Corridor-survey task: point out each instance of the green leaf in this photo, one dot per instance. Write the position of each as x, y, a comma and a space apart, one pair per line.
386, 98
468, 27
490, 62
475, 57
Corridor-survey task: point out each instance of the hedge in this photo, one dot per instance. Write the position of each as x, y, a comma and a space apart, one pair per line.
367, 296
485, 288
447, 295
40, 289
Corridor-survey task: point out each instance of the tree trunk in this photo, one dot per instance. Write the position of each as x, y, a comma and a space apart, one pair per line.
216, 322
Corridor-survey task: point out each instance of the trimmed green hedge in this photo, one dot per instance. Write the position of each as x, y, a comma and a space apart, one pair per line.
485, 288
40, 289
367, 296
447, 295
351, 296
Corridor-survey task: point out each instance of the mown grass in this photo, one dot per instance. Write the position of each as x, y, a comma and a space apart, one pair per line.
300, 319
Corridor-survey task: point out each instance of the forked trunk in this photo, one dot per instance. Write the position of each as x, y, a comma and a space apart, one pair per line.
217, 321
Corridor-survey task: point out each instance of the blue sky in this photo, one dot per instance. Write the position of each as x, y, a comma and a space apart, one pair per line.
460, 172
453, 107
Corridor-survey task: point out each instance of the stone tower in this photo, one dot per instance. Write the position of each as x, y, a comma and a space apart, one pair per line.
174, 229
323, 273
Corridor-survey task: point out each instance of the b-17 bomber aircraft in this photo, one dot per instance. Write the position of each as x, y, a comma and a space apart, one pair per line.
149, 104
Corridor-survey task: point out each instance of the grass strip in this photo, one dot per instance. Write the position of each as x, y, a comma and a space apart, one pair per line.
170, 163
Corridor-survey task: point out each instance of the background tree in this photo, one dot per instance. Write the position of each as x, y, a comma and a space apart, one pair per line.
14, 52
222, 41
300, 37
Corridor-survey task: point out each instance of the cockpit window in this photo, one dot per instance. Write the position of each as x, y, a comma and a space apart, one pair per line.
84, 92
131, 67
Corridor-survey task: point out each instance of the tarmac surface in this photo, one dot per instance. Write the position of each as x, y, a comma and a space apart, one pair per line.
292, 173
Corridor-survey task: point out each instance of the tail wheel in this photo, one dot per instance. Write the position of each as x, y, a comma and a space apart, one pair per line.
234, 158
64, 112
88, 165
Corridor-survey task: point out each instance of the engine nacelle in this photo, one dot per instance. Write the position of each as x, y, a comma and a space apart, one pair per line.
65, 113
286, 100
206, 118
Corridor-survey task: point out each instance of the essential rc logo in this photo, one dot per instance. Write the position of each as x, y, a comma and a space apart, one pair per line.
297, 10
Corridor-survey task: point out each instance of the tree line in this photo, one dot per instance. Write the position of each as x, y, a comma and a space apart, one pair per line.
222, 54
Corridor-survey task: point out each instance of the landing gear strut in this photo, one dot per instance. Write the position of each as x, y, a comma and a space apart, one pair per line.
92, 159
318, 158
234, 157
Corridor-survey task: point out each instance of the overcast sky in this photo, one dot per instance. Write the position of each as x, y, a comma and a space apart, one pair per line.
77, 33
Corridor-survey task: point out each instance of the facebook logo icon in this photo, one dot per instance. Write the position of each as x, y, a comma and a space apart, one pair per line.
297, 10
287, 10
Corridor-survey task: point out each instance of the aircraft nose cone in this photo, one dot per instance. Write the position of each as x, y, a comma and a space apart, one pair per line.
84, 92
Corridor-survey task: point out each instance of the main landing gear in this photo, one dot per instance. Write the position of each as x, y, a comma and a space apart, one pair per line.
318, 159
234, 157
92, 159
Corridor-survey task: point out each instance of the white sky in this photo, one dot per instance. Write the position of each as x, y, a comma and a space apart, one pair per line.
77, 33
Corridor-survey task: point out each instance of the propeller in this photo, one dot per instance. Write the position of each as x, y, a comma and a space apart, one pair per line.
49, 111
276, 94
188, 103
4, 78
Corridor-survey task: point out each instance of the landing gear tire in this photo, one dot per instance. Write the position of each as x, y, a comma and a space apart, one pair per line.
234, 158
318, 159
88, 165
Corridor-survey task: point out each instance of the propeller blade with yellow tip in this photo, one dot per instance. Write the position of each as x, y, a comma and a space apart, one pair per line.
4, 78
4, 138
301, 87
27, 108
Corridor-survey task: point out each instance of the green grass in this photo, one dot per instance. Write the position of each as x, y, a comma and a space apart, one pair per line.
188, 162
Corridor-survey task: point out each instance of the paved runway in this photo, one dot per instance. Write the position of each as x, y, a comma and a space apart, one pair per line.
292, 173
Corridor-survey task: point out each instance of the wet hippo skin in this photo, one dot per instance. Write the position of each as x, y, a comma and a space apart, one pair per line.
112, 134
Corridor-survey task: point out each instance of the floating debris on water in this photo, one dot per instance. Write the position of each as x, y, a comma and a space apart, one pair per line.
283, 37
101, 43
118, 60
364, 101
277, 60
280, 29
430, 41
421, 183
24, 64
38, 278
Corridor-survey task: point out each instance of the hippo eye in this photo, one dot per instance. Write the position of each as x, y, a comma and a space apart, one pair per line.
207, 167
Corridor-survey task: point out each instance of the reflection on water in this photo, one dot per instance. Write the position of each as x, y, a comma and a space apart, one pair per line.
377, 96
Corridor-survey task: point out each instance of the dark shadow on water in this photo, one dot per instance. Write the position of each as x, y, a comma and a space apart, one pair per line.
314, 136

------------------------------------------------

What you are asked to do: Repeat the records exactly, including every line.

Response to the task:
Corridor-survey task: point out each instance of the green leaf in this photo, one dot per instance. Write the position of each as x, y, a comma and a space apart, one pair per line.
386, 98
468, 27
490, 62
475, 57
Corridor-survey task: point out each instance of the hedge in this photo, one dot per instance. Write the position of each as x, y, a comma and a space apart, one pair per line.
367, 296
485, 288
447, 295
40, 289
Corridor-survey task: point out each instance of the tree trunk in this photo, one dot per instance. Write the position of each as x, y, a comma and a space apart, one pair per line.
216, 322
Corridor-survey task: point out each instance of the trimmed green hedge in this photo, one dot per instance. Write the position of each as x, y, a comma and a space apart, one pair per line.
485, 288
40, 289
367, 296
447, 295
351, 296
Corridor-survey task: point out each instance of the mown grass in this photo, one dot per instance. Write the position of each as x, y, a comma and a space apart, one pair per line.
300, 319
Corridor-survey task: point out each instance of the forked trunk in this photo, one dot per instance. Write the position of each as x, y, a comma and a space apart, one pair per line.
217, 321
Corridor-survey task: point out each instance of the blue sky in this photo, one dot per instance. Write the position of each as x, y, a comma and a space apart, one pair per line.
460, 172
453, 107
Corridor-survey task: point out each instance of the stone tower in this photo, one dot per instance. Write the position of each as x, y, a comma and a space apart, one pair per line.
174, 229
323, 273
Corridor-survey task: point out each instance of the b-17 bomber aircraft in this photo, one dot per instance. Write the position of each as x, y, a comma and a space apart, one pair per line.
149, 104
Corridor-survey task: point out each instance of the grass strip in this photo, one dot per instance. Write the position of each as x, y, a comma and a space apart, one pair per line.
170, 163
Corridor-survey task: point out each instance of the background tree in this photo, one dot per instance. Write the position of each as x, y, a comma and a space apart, one pair per line.
14, 52
222, 41
300, 37
Corridor-survey task: point out each instance of the cockpit window in this photo, one dot per instance. Write the position of each as x, y, a comma and a space apart, one pair per line.
84, 92
131, 67
Corridor-survey task: point out each instance of the tarmac surface in this photo, one dot per instance. Write the position of each as x, y, a comma and a space apart, one pair per line.
292, 173
Corridor-survey task: point out each instance of the tail wheel in this photo, one dot per instance. Write the position of each as x, y, a comma and a space apart, one pair per line.
234, 158
64, 112
88, 165
Corridor-survey task: point out each instance of the engine nacelle in this photo, one dot per instance. Write the position of each as x, y, a comma and a space apart, one pair per line.
65, 113
286, 100
206, 118
Corridor-survey task: point out each instance of the essential rc logo in this photo, one dot per instance. Write the position of each as x, y, a comma and a space apart, one pair per line.
297, 10
Corridor-survey task: point out each instance of the tree line in this photo, one dot per instance. Write the position of each as x, y, a comma and a space apart, one pair per line.
222, 54
Corridor-survey task: point out each instance of the landing gear strut in this photo, one dot per instance. Write the position of each as x, y, a comma and a space apart, one pair per line.
92, 159
318, 158
234, 157
Corridor-survey task: point out each instance of the overcast sky in this photo, one dot per instance. Write the position of each as x, y, a comma and a space apart, one pair per line.
77, 33
Corridor-survey task: point out each instance of the facebook logo icon in this photo, one dot per instance. Write the position of each as x, y, a comma and a space apart, one pair per line.
297, 10
287, 10
Corridor-survey task: point out each instance of the aircraft nose cone in this photo, one dot per instance. Write the position of each as x, y, a comma and a space apart, one pair per line.
84, 92
Corridor-survey task: point out each instance of the main landing gear in this photo, one dot per instance. Write the position of each as x, y, a comma and a space apart, one pair per line.
318, 159
234, 157
92, 159
Corridor-survey task: point out each instance of the white sky in this photo, one dot per instance. Write the position of each as x, y, a comma and a space apart, one pair per line.
77, 33
Corridor-survey task: point out each instance of the propeller in this photo, one dot per instance. Write the position of each as x, y, a comma and a space apart, one pair per line.
49, 111
276, 94
188, 103
4, 78
Corridor-survey task: point out each instance of the landing gear tire in this photo, one dot per instance. Write the position of each as x, y, a comma and a space apart, one pair per line.
234, 158
318, 159
88, 165
Corridor-survey task: point out each instance of the propeller blade with yellow tip in this photo, one dot per instance. Write the position of each as x, y, a comma and a space apart, one pair per line.
4, 78
4, 138
301, 87
27, 108
Corridor-survey task: point out each instance of the green grass in this photo, one dot per instance. Write the position of each as x, y, a comma and a space apart, one pair per line.
188, 162
Corridor-survey task: point out each instance of the paved runway in this photo, one dot per instance. Write the position of each as x, y, a comma and a space apart, one pair per line.
292, 173
Corridor-survey task: point out each instance of the wet hippo skin in this photo, one dot per instance. Write the position of each as x, y, a comma and a space apart, one pair per line.
112, 134
Corridor-survey task: point out each instance of the floating debris on water in this photo, one dot per instance. Write the position of each as x, y, a comma and a space apart, one pair per line.
283, 37
101, 43
118, 60
364, 101
277, 60
280, 29
430, 41
421, 183
24, 64
38, 278
Corridor-survey task: point out each instance of the hippo eye in this photo, one dot per instance. Write the position of each as x, y, a comma and a space apart, one pair per line.
207, 167
Corridor-survey task: point out each instance of the reflection on water in this photo, one dot per instance. Write the position of each as x, y, a comma and a space apart, one pair per line.
377, 96
Corridor-survey task: point out each instance of the dark shadow on water in this photo, one dot per instance. Write the position of each as x, y, a comma and a space apart, one pair per line.
314, 136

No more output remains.